MATERIAL FOR THE TASK
----

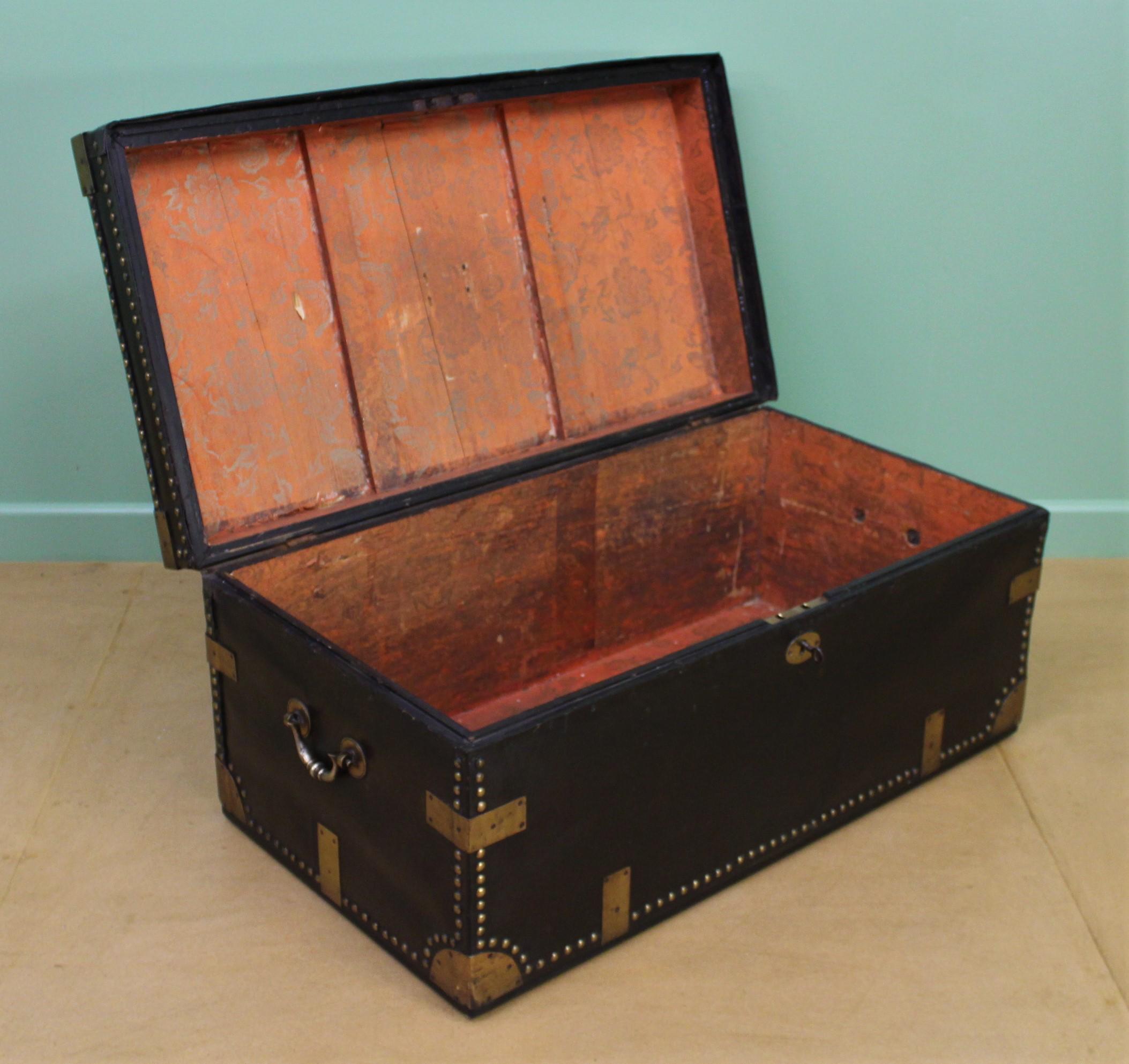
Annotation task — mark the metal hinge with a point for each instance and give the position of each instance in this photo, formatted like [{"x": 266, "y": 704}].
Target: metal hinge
[
  {"x": 165, "y": 537},
  {"x": 796, "y": 611},
  {"x": 83, "y": 165}
]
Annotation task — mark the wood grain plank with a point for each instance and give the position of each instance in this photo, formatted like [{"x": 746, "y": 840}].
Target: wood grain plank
[
  {"x": 602, "y": 186},
  {"x": 452, "y": 178},
  {"x": 713, "y": 257},
  {"x": 402, "y": 394},
  {"x": 837, "y": 509},
  {"x": 677, "y": 528},
  {"x": 262, "y": 388}
]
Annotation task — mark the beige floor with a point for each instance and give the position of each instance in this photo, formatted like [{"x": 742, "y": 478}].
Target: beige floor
[{"x": 982, "y": 918}]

----

WORK TO COMPLETE
Reproduce the records verbatim, from the line containing "Annotation task — mark the wood" through the final line of the records, both included.

RESULT OF THIS TASK
Annotation task — mark the wood grain plank with a point for each instance and give the position of each instance in this photo, formatted like [{"x": 746, "y": 840}].
Target: wood grain plank
[
  {"x": 602, "y": 186},
  {"x": 452, "y": 178},
  {"x": 713, "y": 257},
  {"x": 402, "y": 394},
  {"x": 837, "y": 509},
  {"x": 677, "y": 528},
  {"x": 262, "y": 388}
]
Annotation task — mark the beige floor with a point for each instance and give the position of each instance in this photo, formatted like [{"x": 742, "y": 478}].
Target: beige floor
[{"x": 982, "y": 918}]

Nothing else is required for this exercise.